_Instructions for the task_
Starting at the beginning of the rows and ending at the line that contains "positive clicks: (224, 20) (124, 83)", substitute "coarse mask" for "rough mask" and give those lines back with nothing else changed. Leave the pictures out of your answer.

_Material shown_
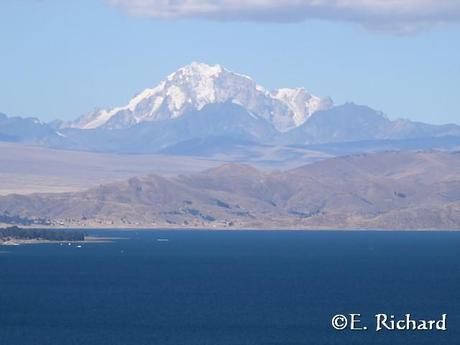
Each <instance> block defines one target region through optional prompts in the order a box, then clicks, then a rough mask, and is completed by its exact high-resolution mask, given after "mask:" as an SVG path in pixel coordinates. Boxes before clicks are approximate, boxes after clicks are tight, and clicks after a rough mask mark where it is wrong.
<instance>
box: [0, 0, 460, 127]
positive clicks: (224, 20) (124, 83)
mask: <svg viewBox="0 0 460 345" xmlns="http://www.w3.org/2000/svg"><path fill="white" fill-rule="evenodd" d="M127 1H130V0H127ZM414 1H415V0H414ZM115 2H116V1H115ZM120 2H123V1H120ZM133 2H136V0H133ZM137 2H142V0H137ZM147 2H148V1H147ZM153 2H154V1H151V0H150V3H153ZM251 11H253V12H254V11H257V9H256V10H254V9H252V8H251ZM253 12H251V16H252V15H253V14H252V13H253ZM0 13H1V21H0V44H1V50H0V76H1V83H0V111H1V112H5V113H7V114H8V115H18V116H37V117H39V118H41V119H43V120H52V119H55V118H62V119H73V118H75V117H77V116H79V115H81V114H83V113H86V112H89V111H91V110H92V109H94V108H95V107H111V106H116V105H122V104H125V103H126V102H127V101H128V100H129V99H130V98H131V97H132V96H133V95H134V94H135V93H137V92H139V91H141V90H142V89H144V88H146V87H152V86H154V85H156V84H157V83H158V82H159V81H160V80H161V79H163V78H164V77H165V76H166V75H167V74H169V73H171V72H173V71H175V70H176V69H177V68H179V67H181V66H183V65H186V64H188V63H190V62H191V61H201V62H206V63H211V64H213V63H220V64H222V65H224V66H226V67H227V68H229V69H231V70H234V71H236V72H240V73H244V74H247V75H250V76H251V77H252V78H253V79H254V80H256V81H257V82H258V83H259V84H261V85H263V86H265V87H267V88H269V89H274V88H279V87H296V86H304V87H306V88H307V89H308V90H310V91H311V92H312V93H314V94H317V95H320V96H330V97H332V98H333V100H334V101H335V102H336V103H338V104H340V103H344V102H347V101H353V102H355V103H359V104H366V105H369V106H371V107H373V108H375V109H378V110H382V111H383V112H385V113H386V114H388V116H389V117H390V118H401V117H403V118H410V119H413V120H419V121H425V122H430V123H447V122H456V123H460V110H459V106H458V102H459V100H460V26H458V25H455V24H447V25H433V27H429V28H421V29H420V30H419V29H418V27H417V30H415V31H416V32H413V33H411V34H402V33H401V32H397V33H395V32H392V31H391V30H386V28H385V29H384V30H380V31H383V32H377V31H376V30H374V28H372V29H369V27H366V26H364V25H362V23H359V22H353V21H351V22H350V21H349V20H344V19H343V18H336V17H337V16H333V17H334V19H330V18H327V17H324V16H323V14H321V15H318V16H316V17H314V18H307V19H306V20H303V19H304V18H303V19H302V20H298V21H296V20H294V21H291V20H287V21H282V23H280V22H279V21H278V20H274V21H273V20H259V18H256V19H255V20H254V19H253V18H252V17H251V18H249V19H248V20H246V21H234V20H233V18H231V19H229V18H226V20H220V18H215V17H213V16H207V17H208V18H202V17H203V16H201V15H197V16H196V15H190V16H188V15H185V16H182V17H183V18H169V17H168V16H164V15H162V14H160V15H157V14H156V13H155V14H154V15H151V16H137V15H133V13H134V12H133V11H128V10H126V9H125V8H120V7H117V6H113V4H112V5H110V4H109V3H108V2H107V1H103V0H100V1H98V0H81V1H75V2H71V1H65V2H64V1H57V0H54V1H53V0H5V1H2V2H1V3H0ZM135 14H136V13H135ZM137 14H138V13H137ZM366 15H367V14H366ZM158 16H160V17H161V16H162V17H163V19H159V18H158ZM248 17H249V16H248ZM355 17H358V16H354V17H353V18H355ZM361 17H363V15H361V14H360V17H359V18H361ZM209 18H210V19H209ZM245 19H246V18H245ZM398 23H399V22H398ZM398 25H399V24H398ZM380 26H381V25H380ZM380 26H379V27H380ZM410 27H412V26H410Z"/></svg>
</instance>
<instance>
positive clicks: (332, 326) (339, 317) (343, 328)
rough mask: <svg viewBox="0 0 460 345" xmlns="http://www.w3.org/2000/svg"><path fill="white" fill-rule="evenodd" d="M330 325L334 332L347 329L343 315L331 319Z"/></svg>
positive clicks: (342, 330) (345, 316) (346, 321)
mask: <svg viewBox="0 0 460 345" xmlns="http://www.w3.org/2000/svg"><path fill="white" fill-rule="evenodd" d="M331 324H332V327H334V328H335V329H336V330H338V331H343V330H344V329H345V328H347V325H348V319H347V317H346V316H345V315H336V316H334V317H333V318H332V321H331Z"/></svg>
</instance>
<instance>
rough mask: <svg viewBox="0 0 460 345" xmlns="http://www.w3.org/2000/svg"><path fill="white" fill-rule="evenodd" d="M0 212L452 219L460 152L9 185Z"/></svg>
mask: <svg viewBox="0 0 460 345" xmlns="http://www.w3.org/2000/svg"><path fill="white" fill-rule="evenodd" d="M2 216H3V218H4V219H22V220H24V219H25V220H34V219H41V220H42V221H43V219H46V220H49V221H50V222H51V223H52V224H56V225H65V226H143V227H162V226H168V227H171V226H173V227H206V228H216V227H218V228H221V227H228V228H262V229H263V228H292V229H297V228H299V229H302V228H332V229H339V228H340V229H343V228H350V229H351V228H373V229H458V228H459V227H460V154H459V153H444V152H385V153H377V154H362V155H355V156H346V157H340V158H333V159H328V160H324V161H320V162H317V163H313V164H310V165H306V166H303V167H301V168H297V169H294V170H289V171H286V172H270V173H268V172H263V171H260V170H257V169H255V168H253V167H251V166H247V165H235V164H226V165H223V166H220V167H217V168H213V169H210V170H206V171H204V172H201V173H198V174H193V175H187V176H179V177H161V176H157V175H150V176H145V177H140V178H131V179H129V180H127V181H124V182H120V183H112V184H107V185H103V186H100V187H96V188H92V189H89V190H87V191H85V192H76V193H60V194H33V195H28V196H20V195H9V196H5V197H1V198H0V217H2Z"/></svg>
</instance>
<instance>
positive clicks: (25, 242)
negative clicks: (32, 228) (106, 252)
mask: <svg viewBox="0 0 460 345" xmlns="http://www.w3.org/2000/svg"><path fill="white" fill-rule="evenodd" d="M69 230H70V229H69ZM121 239H124V238H121V237H98V236H87V237H85V240H84V241H50V240H43V239H17V238H10V239H8V240H6V241H5V240H3V239H0V247H1V246H7V247H8V246H20V245H30V244H60V245H63V244H69V243H71V244H76V245H82V244H91V243H111V242H113V241H115V240H121Z"/></svg>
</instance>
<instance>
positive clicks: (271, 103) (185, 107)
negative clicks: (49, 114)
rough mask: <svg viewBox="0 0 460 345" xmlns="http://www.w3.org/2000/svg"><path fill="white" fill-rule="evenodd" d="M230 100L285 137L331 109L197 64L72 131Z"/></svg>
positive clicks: (146, 116)
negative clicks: (314, 113)
mask: <svg viewBox="0 0 460 345" xmlns="http://www.w3.org/2000/svg"><path fill="white" fill-rule="evenodd" d="M228 101H231V102H233V103H236V104H238V105H240V106H242V107H243V108H245V109H246V110H247V111H248V112H249V113H250V114H253V115H254V116H257V117H260V118H263V119H265V120H266V121H268V122H269V123H271V124H272V125H273V126H274V127H275V128H276V129H277V130H279V131H281V132H285V131H287V130H290V129H292V128H295V127H298V126H300V125H301V124H303V123H304V122H305V121H306V120H307V119H308V118H309V117H310V116H311V115H312V114H313V113H314V112H315V111H317V110H324V109H328V108H330V107H331V106H332V101H331V100H330V99H328V98H326V99H323V98H319V97H316V96H313V95H311V94H310V93H309V92H308V91H306V90H305V89H303V88H295V89H289V88H283V89H279V90H275V91H273V92H268V91H267V90H266V89H265V88H264V87H262V86H260V85H258V84H256V83H255V82H254V81H253V80H252V79H251V78H250V77H248V76H246V75H243V74H238V73H235V72H232V71H230V70H228V69H226V68H225V67H223V66H222V65H218V64H216V65H209V64H206V63H202V62H195V61H194V62H192V63H190V64H189V65H186V66H183V67H181V68H179V69H178V70H177V71H176V72H174V73H172V74H170V75H168V76H167V78H166V79H165V80H163V81H162V82H160V83H159V84H158V85H157V86H156V87H154V88H151V89H146V90H144V91H142V92H141V93H139V94H138V95H136V96H135V97H134V98H133V99H131V100H130V102H129V103H128V104H127V105H126V106H122V107H116V108H113V109H110V110H98V111H96V112H93V113H91V114H89V115H86V116H84V117H82V118H80V119H78V120H77V121H75V122H73V123H72V124H71V127H76V128H82V129H90V128H97V127H104V128H106V129H117V128H126V127H130V126H132V125H135V124H138V123H141V122H146V121H158V120H168V119H174V118H177V117H180V116H183V115H186V114H187V113H189V112H192V111H196V110H201V109H202V108H203V107H204V106H206V105H208V104H214V103H224V102H228ZM216 116H218V114H216Z"/></svg>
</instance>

_Answer for the task_
Each <instance> block defines one target region through optional prompts in the order a box, then clicks, then a coarse mask, and is completed by its exact high-resolution mask, given after "mask:" as an SVG path in pixel coordinates. Boxes before clicks are approximate, boxes after clicks are tight, and clicks after a coarse mask mark where it is wrong.
<instance>
box: [0, 0, 460, 127]
positive clicks: (224, 20) (124, 83)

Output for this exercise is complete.